Bank South Leasing, Inc., a Georgia Corporation, Plaintiff-appellee, v. James R. Williams and Julius M. Garner, Defendants-appellants.bank South Leasing, Inc., a Georgia Corporation, Plaintiff-appellant, v. Florida National Bank of Orlando, a National Bankingassociation, Defendant-appellee.bank South Leasing, Inc., a Georgia Corporation, Plaintiff-appellant, v. James R. Williams, Julius M. Garner, Florida National Bankof Orlando, a National Banking Association, Defendants,andallen G. Macarthur, Defendant-appellee, 769 F.2d 1497 (11th Cir. 1985)Annotate this Case
Arthur J. Ranson, III, Orlando, Fla., for Williams and Garner.
Guy B. Bailey, Jr., Mercedes C. Busto, Miami, Fla., for Bank South Leasing, Inc.
William G. Cooper, Jacksonville, Fla., for Florida Nat. Bank of Orlando.
Appeal from the United States District Court for the Middle District of Florida.
This case is a consolidation of three appeals taken from the district court's judgment in a diversity action that includes both contract and fraud claims. The district court by written order has retained jurisdiction in the case for purposes of considering the appropriateness and amount of attorneys' fees. Because we conclude that the unresolved questions about attorneys' fees deprive the district court's judgment of finality, we dismiss these appeals for want of appellate jurisdiction.

__TO DO__:
A: Rewrite the court opinion passage starting with "This case is" and going on through "of appellate jurisdiction.", replacing "district court" with "trial court".
B: Answer these questions about the court opinion:
(i) What city is William G. Cooper listed in?
(ii) Which court is the appeal from?
(iii) How many appeals does the case consolidate?
Base your answers only on the court opinion above.

(Image location labeling entries)

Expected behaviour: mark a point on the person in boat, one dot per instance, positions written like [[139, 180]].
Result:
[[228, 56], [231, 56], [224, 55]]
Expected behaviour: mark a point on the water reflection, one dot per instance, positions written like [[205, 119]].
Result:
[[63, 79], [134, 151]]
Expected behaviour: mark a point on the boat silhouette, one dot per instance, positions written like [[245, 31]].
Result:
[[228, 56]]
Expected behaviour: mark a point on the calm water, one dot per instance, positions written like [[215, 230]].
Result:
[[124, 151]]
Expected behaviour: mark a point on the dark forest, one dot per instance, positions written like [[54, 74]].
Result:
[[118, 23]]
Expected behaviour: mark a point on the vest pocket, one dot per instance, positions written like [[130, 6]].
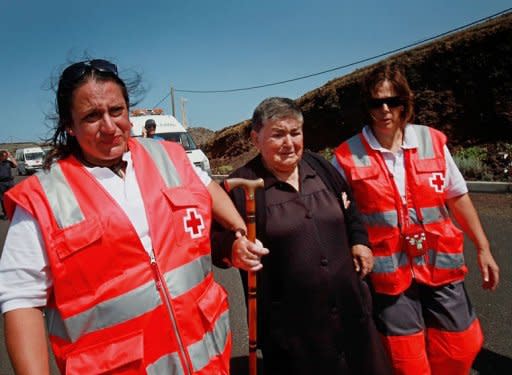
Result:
[[445, 254], [123, 354], [212, 302], [213, 307]]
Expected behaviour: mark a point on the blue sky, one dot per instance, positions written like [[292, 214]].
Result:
[[204, 45]]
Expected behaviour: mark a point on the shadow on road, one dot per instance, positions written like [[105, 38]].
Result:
[[491, 363], [240, 365]]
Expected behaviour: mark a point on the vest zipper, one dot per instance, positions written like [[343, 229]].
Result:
[[160, 284]]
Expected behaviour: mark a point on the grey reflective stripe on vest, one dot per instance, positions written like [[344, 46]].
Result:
[[381, 219], [387, 264], [168, 364], [163, 163], [430, 215], [188, 276], [212, 344], [117, 310], [358, 151], [445, 260], [425, 148], [65, 207]]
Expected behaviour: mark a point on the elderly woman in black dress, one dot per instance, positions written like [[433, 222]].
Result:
[[314, 309]]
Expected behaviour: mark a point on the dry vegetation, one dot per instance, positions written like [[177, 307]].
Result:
[[462, 83]]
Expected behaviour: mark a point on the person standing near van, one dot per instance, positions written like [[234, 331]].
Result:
[[150, 130], [7, 163]]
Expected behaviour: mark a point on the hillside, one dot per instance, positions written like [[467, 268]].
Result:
[[462, 85]]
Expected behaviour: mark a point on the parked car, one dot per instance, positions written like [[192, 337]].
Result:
[[30, 160]]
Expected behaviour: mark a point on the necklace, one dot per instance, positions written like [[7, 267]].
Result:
[[118, 168]]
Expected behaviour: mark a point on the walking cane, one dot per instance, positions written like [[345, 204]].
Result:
[[249, 187]]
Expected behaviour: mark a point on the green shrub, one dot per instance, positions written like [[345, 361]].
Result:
[[470, 167]]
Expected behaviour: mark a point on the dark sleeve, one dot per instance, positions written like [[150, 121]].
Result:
[[222, 239], [356, 230]]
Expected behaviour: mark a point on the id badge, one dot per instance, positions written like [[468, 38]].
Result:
[[415, 243]]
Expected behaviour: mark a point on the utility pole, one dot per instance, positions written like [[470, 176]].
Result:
[[183, 112], [173, 108]]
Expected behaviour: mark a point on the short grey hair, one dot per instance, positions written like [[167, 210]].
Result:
[[275, 108]]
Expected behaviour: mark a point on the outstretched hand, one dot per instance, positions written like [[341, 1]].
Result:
[[363, 259], [489, 270], [247, 255]]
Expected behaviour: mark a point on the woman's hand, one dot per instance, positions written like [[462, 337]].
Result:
[[363, 259], [247, 255], [489, 270]]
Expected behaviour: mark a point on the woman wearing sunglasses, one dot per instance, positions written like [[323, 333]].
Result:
[[406, 183], [112, 241]]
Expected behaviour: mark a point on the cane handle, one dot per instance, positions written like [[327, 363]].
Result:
[[249, 186]]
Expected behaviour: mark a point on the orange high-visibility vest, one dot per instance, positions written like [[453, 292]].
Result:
[[410, 240], [113, 307]]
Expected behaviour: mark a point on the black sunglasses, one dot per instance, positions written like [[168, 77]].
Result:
[[391, 102], [78, 70]]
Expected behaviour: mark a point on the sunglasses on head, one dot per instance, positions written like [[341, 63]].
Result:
[[79, 69], [391, 102]]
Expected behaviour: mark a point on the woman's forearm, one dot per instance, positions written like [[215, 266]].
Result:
[[25, 338]]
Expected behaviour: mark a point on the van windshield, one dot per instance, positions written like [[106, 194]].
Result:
[[34, 156], [183, 138]]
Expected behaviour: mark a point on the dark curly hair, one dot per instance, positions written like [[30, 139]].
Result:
[[395, 75], [72, 77]]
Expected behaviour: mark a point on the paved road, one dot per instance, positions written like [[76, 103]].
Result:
[[494, 309]]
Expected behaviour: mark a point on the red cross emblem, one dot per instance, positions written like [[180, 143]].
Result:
[[437, 182], [193, 223]]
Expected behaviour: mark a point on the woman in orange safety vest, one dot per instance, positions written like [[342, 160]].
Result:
[[112, 241], [405, 183]]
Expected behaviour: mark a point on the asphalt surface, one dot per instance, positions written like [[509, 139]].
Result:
[[494, 309]]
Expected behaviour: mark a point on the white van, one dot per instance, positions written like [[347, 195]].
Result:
[[168, 128], [29, 160]]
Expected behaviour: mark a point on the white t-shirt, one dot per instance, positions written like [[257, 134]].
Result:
[[25, 275], [454, 183]]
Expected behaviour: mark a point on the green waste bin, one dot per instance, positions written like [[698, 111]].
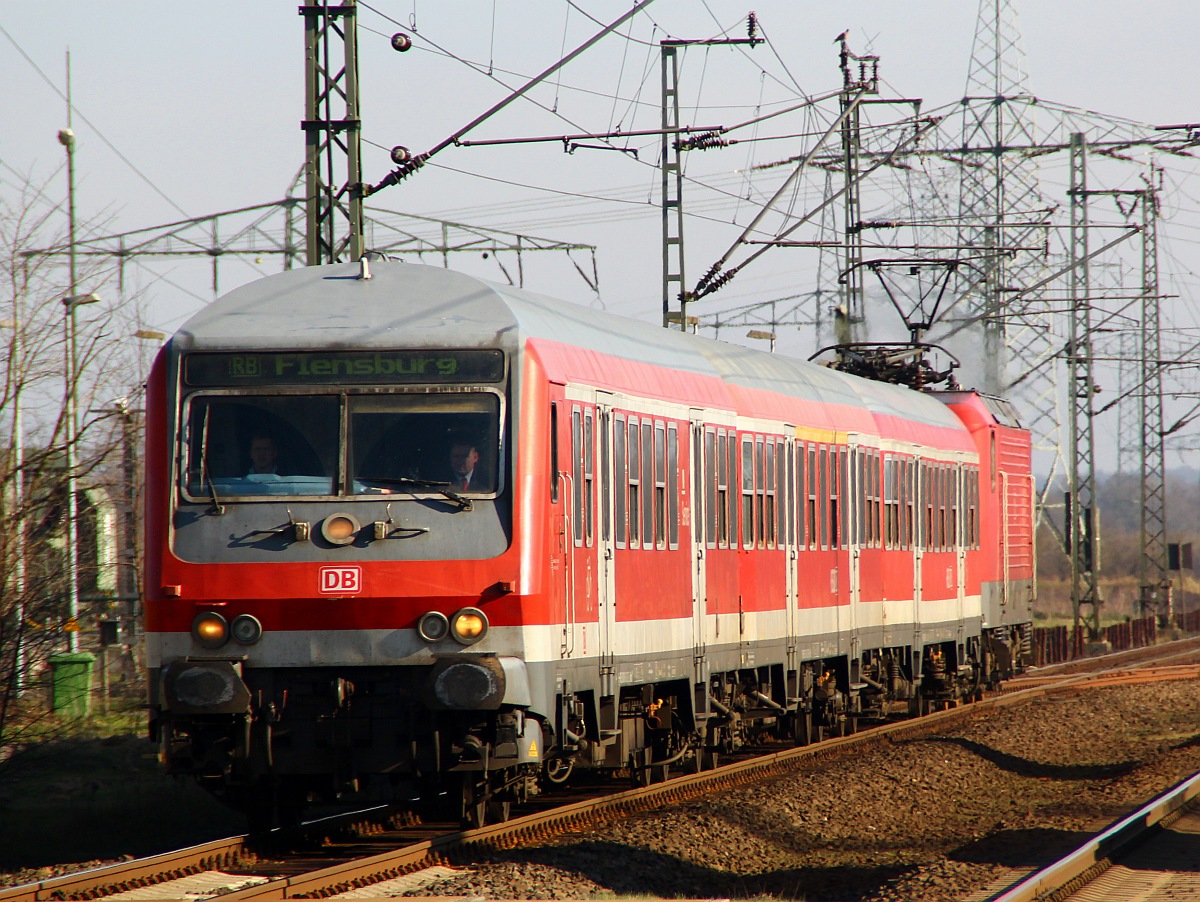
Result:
[[72, 683]]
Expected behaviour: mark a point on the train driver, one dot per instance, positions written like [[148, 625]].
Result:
[[465, 474]]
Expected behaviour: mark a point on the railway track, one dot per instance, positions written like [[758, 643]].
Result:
[[1149, 854], [340, 855]]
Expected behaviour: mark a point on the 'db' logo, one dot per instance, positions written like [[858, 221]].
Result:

__ANSWERS BY TASK__:
A:
This case is a consolidation of three appeals taken from the trial court's judgment in a diversity action that includes both contract and fraud claims. The trial court by written order has retained jurisdiction in the case for purposes of considering the appropriateness and amount of attorneys' fees. Because we conclude that the unresolved questions about attorneys' fees deprive the trial court's judgment of finality, we dismiss these appeals for want of appellate jurisdiction.

B:
(i) Jacksonville, Fla.
(ii) The United States District Court for the Middle District of Florida
(iii) Three